Data for processing
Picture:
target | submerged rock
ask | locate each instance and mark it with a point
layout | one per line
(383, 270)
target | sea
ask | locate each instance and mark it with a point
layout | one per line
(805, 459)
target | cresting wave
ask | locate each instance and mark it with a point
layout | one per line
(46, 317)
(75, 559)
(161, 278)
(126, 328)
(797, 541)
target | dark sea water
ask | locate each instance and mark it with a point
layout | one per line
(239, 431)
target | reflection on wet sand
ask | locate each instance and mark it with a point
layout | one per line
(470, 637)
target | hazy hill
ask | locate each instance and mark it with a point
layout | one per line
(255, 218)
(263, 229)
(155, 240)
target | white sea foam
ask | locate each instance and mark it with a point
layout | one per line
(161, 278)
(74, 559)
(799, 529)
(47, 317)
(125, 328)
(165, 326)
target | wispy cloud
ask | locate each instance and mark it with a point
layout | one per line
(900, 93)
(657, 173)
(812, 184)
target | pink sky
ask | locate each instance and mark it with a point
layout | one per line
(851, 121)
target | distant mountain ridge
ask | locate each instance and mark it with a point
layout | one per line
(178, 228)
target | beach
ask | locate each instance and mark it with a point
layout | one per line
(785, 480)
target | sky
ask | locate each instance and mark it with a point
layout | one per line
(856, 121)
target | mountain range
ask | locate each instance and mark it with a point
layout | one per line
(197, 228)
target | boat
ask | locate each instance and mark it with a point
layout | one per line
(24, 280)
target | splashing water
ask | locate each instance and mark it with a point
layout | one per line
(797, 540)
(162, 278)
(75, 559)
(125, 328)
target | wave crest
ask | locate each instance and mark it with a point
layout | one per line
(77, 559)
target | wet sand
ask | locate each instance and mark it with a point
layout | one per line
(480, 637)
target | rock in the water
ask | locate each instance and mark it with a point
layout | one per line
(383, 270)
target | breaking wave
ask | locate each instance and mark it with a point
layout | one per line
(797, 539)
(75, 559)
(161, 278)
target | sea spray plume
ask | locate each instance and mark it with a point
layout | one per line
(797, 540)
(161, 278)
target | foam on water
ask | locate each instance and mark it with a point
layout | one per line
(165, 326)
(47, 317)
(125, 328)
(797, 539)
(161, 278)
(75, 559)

Problem to solve
Please repeat every line of the records above word for word, with nothing changed.

Written answer
Picture:
target | submerged rock
ask | locate each instance and mark it with a point
layout | one per line
(383, 270)
target | sea
ask | locate each instance and mark it with a point
layout | one per line
(805, 459)
target | cresting wave
ask | locate each instance and mark it with a point
layout | one per line
(46, 317)
(75, 559)
(161, 278)
(126, 328)
(797, 541)
target | dark sea water
ask | locate each instance and mark it with a point
layout | one per line
(239, 431)
target | reflection on wet sand
ask | locate each instance and mark it with a point
layout | one per line
(470, 637)
target | hazy hill
ask | locate each instance and mark it with a point
layout | one per line
(255, 218)
(263, 229)
(155, 240)
target | white sea foam
ask | locate each instance and mark it with a point
layout | one per line
(161, 278)
(74, 559)
(799, 529)
(47, 317)
(125, 328)
(165, 326)
target | wispy cloud
ask | locate each instance and mark it with a point
layout | one per line
(900, 93)
(657, 173)
(812, 184)
target | pink sky
ask | locate each instance and mark it with a point
layout | one per line
(851, 121)
target | distant mountain ridge
ask | locate each instance and mark it with a point
layout | one per line
(178, 228)
target | beach
ask | locate each instance and mark it with a point
layout | one per line
(785, 480)
target | sky
ask | locate each instance and mark it with a point
layout | one per line
(856, 121)
target | mountain range
ask | locate each instance and mark it with a point
layout | one per line
(197, 228)
target | boat
ask | locate each instance and mark it with a point
layout | one per line
(24, 280)
target | splashing water
ask | locate each instance and mark it with a point
layout | one per line
(797, 540)
(162, 278)
(75, 559)
(125, 328)
target | wave crest
ask | locate each instance and mark it with a point
layout | one per line
(77, 559)
target | wet sand
ask | locate each instance and mark it with a point
layout | one per line
(480, 637)
target | rock in the water
ask | locate each instance and mark it with a point
layout | one per line
(383, 270)
target | breaking wave
ask | locate each instance and mark it with a point
layout | one per line
(797, 539)
(75, 559)
(161, 278)
target | sea spray plume
ask | locate each instance and mark it with a point
layout | one per line
(797, 540)
(161, 278)
target | foam on water
ask | locate each instance and mark it with a point
layout | one per line
(165, 326)
(47, 317)
(125, 328)
(797, 539)
(161, 278)
(75, 559)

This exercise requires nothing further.